Çözülecek Problemler:
a) Laiklik metninden "Ancak yukarıdaki yasal" ifadesinden "açıkça ortaya koymaktadır." ifadesine kadar olan bölümü hiç değiştirmeden çıkarın.
b) Laiklik metnine göre laikliği tanımlayan hüküm Anayasanın hangi maddesinin hangi kısmında yer alır?

──────── Okuma Metni ────────

Bu iki madde de din görevlilerinin, dini ve kendi dini hüviyetlerini
kullanarak devlet işlerine müdahalede bulunmalarını önlemek bakımından büyük
önem taşımaktadır. Dolayısıyla laik devlet olgusunun yasal bir teminatıdır.
Bu maddelerin demokratikleşme ve özgürlükler ileri sürülerek kaldırılmasına
ilişkin tartışmalar, dinin siyasal fonksiyonunu daha rahat ifa etmesine
imkan hazırlayacaktır.
Ancak yukarıdaki yasal değişiklik gayretlerinden daha da önemli olan
girişim, Anayasanın, laikliği tanımlayan 24. maddesinin son fıkrasının,
Anayasa değişikliği sırasında gündeme getirilmesi ile ilgili yoğun
gayretlerdir. 24. maddenin son paragrafı Kimse, Devletin sosyal,
ekonomik, siyasi ve hukuki temel düzenini kısmen de olsa, din kurallarına
dayandırma veya siyasi veya kişisel çıkar yahut nüfuz sağlama amacıyla her
ne suretle olursa olsun dini veya din duygularını yahut dince kutsal
sayılan şeyleri istismar edemez ve kötüye kullanamaz. şeklindedir. Bu
paragraf, laikliğin tanımını yapan ve dine dayalı devlet düzenine kapıları
kapayan son derece önemli hükümler ifade etmektedir. Bu paragrafın
değiştirilmesi yolundaki gayretler, dine dayalı devlet kurma yolunda
beslenen gizli emellerin varlığını açıkça ortaya koymaktadır.

──────── Verilen Girdiler ────────

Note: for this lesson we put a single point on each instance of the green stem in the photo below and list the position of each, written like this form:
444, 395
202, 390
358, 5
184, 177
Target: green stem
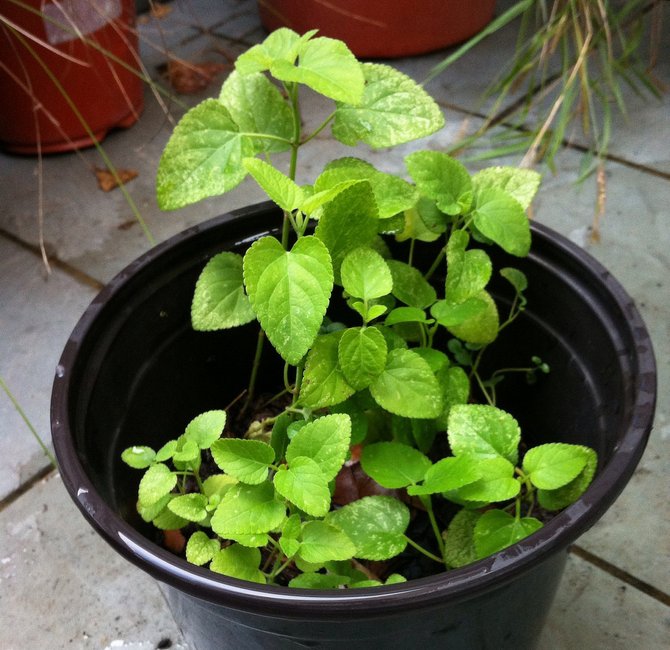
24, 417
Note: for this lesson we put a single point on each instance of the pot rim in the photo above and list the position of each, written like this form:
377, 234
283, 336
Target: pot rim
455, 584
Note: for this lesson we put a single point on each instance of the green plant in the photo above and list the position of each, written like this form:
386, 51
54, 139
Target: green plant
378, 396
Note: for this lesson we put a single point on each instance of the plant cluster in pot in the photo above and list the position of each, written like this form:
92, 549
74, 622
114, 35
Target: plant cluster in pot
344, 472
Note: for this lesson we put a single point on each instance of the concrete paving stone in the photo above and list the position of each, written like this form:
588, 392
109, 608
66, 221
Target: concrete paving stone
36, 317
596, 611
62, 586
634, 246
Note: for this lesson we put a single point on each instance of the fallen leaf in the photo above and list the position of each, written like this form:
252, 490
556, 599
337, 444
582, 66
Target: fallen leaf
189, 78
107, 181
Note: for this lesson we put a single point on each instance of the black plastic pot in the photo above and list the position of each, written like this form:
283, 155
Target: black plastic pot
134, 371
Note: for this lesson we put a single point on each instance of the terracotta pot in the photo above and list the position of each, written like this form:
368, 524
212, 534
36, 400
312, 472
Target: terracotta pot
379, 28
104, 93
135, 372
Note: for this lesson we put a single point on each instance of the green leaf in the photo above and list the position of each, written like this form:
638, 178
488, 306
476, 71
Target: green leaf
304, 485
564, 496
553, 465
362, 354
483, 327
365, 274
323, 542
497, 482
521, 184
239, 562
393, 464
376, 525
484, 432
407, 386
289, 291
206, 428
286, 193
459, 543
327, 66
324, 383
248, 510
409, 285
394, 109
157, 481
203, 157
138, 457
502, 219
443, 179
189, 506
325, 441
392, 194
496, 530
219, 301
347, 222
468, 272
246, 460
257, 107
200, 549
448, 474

────────

Görev Cevapları:
a)
Ancak yukarıdaki yasal değişiklik gayretlerinden daha da önemli olan
girişim, Anayasanın, laikliği tanımlayan 24. maddesinin son fıkrasının,
Anayasa değişikliği sırasında gündeme getirilmesi ile ilgili yoğun
gayretlerdir. 24. maddenin son paragrafı Kimse, Devletin sosyal,
ekonomik, siyasi ve hukuki temel düzenini kısmen de olsa, din kurallarına
dayandırma veya siyasi veya kişisel çıkar yahut nüfuz sağlama amacıyla her
ne suretle olursa olsun dini veya din duygularını yahut dince kutsal
sayılan şeyleri istismar edemez ve kötüye kullanamaz. şeklindedir. Bu
paragraf, laikliğin tanımını yapan ve dine dayalı devlet düzenine kapıları
kapayan son derece önemli hükümler ifade etmektedir. Bu paragrafın
değiştirilmesi yolundaki gayretler, dine dayalı devlet kurma yolunda
beslenen gizli emellerin varlığını açıkça ortaya koymaktadır.

b) Anayasanın 24. maddesinin son fıkrasında yer alır.